___ Quoted passage ___
Garmsir (; from Persian گرمسیر, meaning "hot place") is the center of Garmsir District in Helmand Province, Afghanistan. It is situated on the eastern bank of the Helmand River on  at 714 m altitude and 63 km southwest of Lashkargah.  The major road at Garmsir is Route 605.  The hospital is called Hazar Juft Comprehensive Health Clinic.

Prince Harry spent time in the village during his 2008 period in the country.

Climate
Garmsir has a hot desert climate (Köppen BWh), characterised by little precipitation and high variation between summer and winter temperatures. The average temperature in Garmsir is 21.3 °C, while the annual precipitation averages 83 mm. July is the hottest month of the year with an average temperature of 33.8 °C. The coldest month January has an average temperature of 8.6 °C.

Conflict

Garmsir was the scene of heavy fighting during April–September 2008 when U.S. Marines from the 24th MEU arrived to reinforce British and Afghan forces.
___
» **Directions**: Extract the text about Garmsir from "Garmsir (; from" to "Comprehensive Health Clinic.". The listing that follows comes from a separate source.
___ Listed records ___
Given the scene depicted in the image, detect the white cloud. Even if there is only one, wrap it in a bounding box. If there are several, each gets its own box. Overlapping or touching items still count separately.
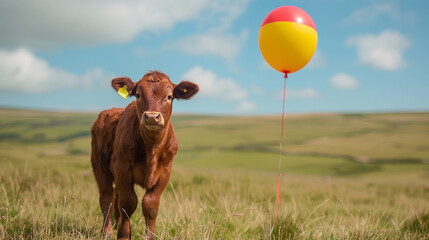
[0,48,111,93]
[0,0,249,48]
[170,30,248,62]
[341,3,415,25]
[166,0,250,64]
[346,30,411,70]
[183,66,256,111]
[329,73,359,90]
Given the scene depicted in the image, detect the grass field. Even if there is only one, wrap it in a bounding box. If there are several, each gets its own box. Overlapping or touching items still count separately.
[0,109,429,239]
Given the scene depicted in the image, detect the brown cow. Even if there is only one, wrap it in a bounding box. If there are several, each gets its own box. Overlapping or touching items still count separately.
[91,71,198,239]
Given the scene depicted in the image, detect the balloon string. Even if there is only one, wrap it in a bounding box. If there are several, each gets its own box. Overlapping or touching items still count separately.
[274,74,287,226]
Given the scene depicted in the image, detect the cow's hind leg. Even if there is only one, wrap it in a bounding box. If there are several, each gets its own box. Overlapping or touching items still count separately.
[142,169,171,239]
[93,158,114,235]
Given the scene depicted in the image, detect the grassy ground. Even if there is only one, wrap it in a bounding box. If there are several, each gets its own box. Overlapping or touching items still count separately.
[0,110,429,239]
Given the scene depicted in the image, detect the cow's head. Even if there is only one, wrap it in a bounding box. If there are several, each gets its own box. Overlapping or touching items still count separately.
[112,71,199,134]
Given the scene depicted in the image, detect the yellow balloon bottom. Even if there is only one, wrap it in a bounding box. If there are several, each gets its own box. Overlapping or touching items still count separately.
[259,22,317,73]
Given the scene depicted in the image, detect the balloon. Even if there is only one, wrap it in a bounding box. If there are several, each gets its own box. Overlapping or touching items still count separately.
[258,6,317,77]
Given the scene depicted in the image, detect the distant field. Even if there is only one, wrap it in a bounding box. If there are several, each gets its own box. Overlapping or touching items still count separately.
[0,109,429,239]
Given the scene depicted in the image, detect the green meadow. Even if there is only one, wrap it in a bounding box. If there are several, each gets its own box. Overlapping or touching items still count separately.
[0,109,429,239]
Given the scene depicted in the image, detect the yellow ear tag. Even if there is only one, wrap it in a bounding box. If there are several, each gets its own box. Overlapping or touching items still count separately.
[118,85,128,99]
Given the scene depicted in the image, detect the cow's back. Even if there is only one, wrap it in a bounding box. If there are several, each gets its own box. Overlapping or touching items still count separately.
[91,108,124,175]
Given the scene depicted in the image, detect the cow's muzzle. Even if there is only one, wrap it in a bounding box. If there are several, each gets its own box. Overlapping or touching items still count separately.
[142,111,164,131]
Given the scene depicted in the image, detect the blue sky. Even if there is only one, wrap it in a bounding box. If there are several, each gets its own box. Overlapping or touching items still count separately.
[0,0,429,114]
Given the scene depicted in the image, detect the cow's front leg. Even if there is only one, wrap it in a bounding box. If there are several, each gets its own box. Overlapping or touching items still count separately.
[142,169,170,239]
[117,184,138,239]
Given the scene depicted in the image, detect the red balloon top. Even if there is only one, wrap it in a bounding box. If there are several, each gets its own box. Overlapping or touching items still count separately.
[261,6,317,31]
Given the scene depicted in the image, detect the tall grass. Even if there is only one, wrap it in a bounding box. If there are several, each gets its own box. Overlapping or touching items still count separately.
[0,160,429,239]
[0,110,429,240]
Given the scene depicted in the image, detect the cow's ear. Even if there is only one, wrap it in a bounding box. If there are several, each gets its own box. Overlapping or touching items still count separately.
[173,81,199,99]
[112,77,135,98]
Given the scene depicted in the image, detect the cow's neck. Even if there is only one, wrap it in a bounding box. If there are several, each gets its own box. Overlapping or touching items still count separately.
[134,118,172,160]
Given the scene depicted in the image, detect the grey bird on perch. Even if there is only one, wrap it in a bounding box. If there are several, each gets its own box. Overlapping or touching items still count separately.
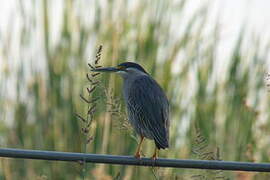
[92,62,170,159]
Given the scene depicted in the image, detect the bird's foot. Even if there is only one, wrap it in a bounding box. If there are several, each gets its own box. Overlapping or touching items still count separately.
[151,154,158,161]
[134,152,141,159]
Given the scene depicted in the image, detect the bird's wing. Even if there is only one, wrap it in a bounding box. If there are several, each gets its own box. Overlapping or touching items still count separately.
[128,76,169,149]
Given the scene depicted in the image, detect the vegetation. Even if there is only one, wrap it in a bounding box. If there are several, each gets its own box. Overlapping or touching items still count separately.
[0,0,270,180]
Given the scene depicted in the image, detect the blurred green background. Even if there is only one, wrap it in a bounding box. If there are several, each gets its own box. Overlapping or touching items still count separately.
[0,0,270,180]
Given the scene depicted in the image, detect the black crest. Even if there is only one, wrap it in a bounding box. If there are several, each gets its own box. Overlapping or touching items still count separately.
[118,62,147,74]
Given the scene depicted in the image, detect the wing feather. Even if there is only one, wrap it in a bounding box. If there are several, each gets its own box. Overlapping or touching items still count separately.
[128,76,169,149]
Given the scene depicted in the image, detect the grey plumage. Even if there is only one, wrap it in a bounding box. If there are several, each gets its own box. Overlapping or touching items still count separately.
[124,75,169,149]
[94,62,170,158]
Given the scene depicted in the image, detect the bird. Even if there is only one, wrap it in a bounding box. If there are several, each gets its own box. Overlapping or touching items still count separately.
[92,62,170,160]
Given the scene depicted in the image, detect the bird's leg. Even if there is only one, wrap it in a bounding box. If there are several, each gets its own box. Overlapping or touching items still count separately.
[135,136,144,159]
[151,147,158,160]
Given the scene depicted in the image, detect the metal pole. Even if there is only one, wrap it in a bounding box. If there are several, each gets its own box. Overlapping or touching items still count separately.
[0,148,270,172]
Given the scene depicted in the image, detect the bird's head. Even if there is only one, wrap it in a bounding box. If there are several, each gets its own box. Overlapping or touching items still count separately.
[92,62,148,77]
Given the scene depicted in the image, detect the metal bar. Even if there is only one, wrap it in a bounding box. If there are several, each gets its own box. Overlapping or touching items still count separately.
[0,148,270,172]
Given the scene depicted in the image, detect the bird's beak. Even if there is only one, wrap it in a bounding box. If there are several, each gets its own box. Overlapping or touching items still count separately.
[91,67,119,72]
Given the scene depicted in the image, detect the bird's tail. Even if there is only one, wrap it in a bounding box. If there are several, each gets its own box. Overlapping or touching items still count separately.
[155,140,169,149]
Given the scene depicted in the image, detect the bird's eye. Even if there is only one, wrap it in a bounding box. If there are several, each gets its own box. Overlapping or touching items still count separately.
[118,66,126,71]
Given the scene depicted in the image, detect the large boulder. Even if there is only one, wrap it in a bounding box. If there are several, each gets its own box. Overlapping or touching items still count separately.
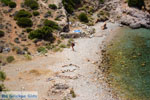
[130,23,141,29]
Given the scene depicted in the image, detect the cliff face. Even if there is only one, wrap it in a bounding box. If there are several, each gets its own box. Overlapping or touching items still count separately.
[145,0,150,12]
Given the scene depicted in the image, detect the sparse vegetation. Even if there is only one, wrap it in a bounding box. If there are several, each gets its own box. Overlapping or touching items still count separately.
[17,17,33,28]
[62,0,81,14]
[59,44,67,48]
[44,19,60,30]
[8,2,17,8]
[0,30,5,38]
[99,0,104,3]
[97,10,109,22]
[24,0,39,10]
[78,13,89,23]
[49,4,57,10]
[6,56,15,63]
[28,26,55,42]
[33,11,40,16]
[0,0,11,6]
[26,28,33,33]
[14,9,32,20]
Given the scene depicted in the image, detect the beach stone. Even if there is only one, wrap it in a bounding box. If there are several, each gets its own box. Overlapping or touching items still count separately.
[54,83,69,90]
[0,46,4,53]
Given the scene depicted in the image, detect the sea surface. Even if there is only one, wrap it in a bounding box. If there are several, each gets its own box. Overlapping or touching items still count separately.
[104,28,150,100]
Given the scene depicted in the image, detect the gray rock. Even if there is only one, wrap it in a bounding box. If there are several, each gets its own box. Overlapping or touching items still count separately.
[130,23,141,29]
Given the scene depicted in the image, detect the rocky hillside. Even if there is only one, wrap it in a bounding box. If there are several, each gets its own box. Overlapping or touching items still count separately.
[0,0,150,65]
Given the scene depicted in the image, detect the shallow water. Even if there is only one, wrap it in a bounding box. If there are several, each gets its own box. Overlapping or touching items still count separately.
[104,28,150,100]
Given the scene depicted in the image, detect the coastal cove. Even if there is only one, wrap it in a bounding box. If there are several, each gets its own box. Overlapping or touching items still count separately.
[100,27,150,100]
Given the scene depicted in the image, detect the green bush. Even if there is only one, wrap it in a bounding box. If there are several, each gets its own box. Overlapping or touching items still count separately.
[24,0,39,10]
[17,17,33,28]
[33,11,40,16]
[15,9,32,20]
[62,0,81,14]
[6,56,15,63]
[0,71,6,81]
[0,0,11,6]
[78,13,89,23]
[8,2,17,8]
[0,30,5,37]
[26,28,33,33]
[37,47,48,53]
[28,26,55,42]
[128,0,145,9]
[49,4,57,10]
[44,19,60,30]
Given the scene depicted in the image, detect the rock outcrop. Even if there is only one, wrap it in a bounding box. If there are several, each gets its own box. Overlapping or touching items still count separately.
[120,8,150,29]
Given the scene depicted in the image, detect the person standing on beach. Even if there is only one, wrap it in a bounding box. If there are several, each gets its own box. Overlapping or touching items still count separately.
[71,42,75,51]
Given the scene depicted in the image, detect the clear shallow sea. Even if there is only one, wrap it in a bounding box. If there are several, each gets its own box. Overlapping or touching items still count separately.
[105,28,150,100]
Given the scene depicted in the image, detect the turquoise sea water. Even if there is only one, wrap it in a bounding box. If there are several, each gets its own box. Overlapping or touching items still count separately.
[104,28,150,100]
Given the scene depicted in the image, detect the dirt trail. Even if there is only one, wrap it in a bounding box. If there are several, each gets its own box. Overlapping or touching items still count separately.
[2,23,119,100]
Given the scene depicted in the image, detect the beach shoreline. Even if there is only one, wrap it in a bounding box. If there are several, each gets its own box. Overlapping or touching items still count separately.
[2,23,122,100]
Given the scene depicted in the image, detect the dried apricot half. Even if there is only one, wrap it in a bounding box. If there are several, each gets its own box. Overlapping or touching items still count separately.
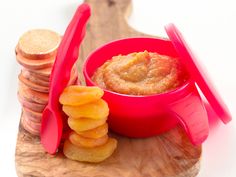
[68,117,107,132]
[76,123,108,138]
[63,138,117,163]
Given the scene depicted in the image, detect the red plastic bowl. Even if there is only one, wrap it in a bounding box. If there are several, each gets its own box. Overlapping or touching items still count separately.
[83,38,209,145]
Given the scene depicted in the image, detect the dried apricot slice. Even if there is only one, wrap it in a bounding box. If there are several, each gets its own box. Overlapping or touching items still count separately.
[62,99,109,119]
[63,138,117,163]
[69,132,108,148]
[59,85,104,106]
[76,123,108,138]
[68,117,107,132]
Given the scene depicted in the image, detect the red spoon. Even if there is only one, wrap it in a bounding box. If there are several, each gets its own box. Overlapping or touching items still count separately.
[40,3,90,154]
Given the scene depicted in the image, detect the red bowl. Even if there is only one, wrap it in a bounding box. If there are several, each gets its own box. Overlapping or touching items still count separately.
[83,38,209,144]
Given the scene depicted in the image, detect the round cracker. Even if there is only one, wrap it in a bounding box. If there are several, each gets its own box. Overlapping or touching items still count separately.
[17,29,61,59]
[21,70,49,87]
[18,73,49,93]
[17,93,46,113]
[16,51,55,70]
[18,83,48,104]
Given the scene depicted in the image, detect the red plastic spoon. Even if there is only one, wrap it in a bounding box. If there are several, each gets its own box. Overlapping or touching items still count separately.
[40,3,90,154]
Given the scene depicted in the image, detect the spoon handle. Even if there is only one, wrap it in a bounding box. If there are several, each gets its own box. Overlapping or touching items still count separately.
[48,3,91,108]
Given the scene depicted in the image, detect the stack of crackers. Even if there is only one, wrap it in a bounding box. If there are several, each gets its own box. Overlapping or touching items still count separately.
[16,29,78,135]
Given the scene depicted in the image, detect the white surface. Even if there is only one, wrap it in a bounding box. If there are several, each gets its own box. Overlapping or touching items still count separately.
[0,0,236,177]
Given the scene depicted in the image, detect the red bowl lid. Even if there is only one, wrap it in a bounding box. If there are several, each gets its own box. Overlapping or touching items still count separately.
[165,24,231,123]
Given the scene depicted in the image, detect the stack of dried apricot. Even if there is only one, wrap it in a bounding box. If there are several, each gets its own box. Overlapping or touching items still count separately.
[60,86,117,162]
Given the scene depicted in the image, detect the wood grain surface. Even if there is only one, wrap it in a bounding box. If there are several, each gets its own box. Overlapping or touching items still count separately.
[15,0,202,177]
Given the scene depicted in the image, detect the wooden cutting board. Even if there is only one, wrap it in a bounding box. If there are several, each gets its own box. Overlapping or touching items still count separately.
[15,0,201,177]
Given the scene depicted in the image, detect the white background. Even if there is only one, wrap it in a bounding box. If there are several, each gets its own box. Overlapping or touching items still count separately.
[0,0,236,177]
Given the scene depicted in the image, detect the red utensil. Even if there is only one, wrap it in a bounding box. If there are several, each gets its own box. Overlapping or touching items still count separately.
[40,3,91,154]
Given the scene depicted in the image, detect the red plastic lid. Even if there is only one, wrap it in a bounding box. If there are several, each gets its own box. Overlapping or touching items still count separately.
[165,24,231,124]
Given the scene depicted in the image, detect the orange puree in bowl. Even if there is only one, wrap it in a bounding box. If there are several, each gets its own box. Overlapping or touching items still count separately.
___
» **Answer box**:
Garmsir (; from Persian گرمسیر, meaning "hot place") is the center of Garmsir District in Helmand Province, Afghanistan. It is situated on the eastern bank of the Helmand River on  at 714 m altitude and 63 km southwest of Lashkargah.  The major road at Garmsir is Route 605.  The hospital is called Hazar Juft Comprehensive Health Clinic.